TASK DETAILS =>
Rewrite the listing below, replacing "Mark a point" with "Place a dot" everywhere and leaving all other text unchanged.

Excerpts from a pointing dataset
>>

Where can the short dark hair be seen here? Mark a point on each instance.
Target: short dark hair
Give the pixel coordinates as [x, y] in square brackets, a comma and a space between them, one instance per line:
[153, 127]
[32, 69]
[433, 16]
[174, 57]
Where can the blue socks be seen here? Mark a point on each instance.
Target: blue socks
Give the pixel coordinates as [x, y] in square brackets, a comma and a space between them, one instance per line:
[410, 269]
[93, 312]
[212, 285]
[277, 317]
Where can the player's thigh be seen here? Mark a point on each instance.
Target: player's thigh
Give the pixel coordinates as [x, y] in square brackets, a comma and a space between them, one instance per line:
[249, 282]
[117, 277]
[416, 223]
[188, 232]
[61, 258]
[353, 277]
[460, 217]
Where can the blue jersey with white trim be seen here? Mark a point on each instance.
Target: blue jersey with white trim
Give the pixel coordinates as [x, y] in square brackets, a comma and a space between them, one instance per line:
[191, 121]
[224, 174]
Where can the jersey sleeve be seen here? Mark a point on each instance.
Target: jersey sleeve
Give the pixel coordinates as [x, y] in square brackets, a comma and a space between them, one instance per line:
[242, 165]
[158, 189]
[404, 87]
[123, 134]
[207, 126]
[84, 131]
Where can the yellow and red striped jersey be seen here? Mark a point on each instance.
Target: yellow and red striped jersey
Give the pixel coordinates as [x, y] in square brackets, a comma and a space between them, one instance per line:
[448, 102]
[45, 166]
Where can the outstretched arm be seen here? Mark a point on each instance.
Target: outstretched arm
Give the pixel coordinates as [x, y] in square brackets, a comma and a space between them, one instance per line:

<<

RESPONSE =>
Where can the short dark hair be seen here? Place a dot on each instance.
Target: short dark hair
Give the pixel coordinates as [x, y] in square brackets, a comma and a space between them, one instance per line:
[153, 127]
[32, 69]
[433, 16]
[174, 57]
Where can the blue socks be seen here? Place a dot on each instance.
Target: blue socks
Give the pixel coordinates as [x, y] in square brackets, a comma and a space between them, one instance per line:
[410, 269]
[93, 312]
[212, 285]
[277, 317]
Where can the player's thigh be seen here? Place a dot on each instance.
Target: player's thigh
Give the pixel coordinates as [x, y] in square brackets, a comma and a space between them, one instance per line:
[249, 282]
[117, 277]
[416, 223]
[188, 232]
[61, 258]
[353, 277]
[460, 217]
Where can the blue jersey with white trim be seen here? Place a dot on each instance.
Target: blue jersey with white trim
Give the pixel coordinates as [x, y] in square brackets, a comma and a space between them, one instance per line:
[191, 121]
[224, 174]
Where can the jersey sleeve be seen here? Place a dot on each instance.
Target: jersey sleeve
Give the pixel coordinates as [x, y] in square brackets, a comma and a space between them, one instance per line:
[242, 165]
[158, 189]
[404, 87]
[123, 134]
[207, 126]
[84, 131]
Where can the yellow and red striped jersey be seen here? Place a dot on each instance.
Target: yellow and red striped jersey
Give the pixel coordinates as [x, y] in square brackets, a comma and a space between them, one instance per line:
[448, 102]
[45, 166]
Where can the outstretched arm be seen here? Place a dot on each instance.
Target: outstretched arm
Give the pixel coordinates as [x, y] in square brackets, a comma and a space between them, one instance per line:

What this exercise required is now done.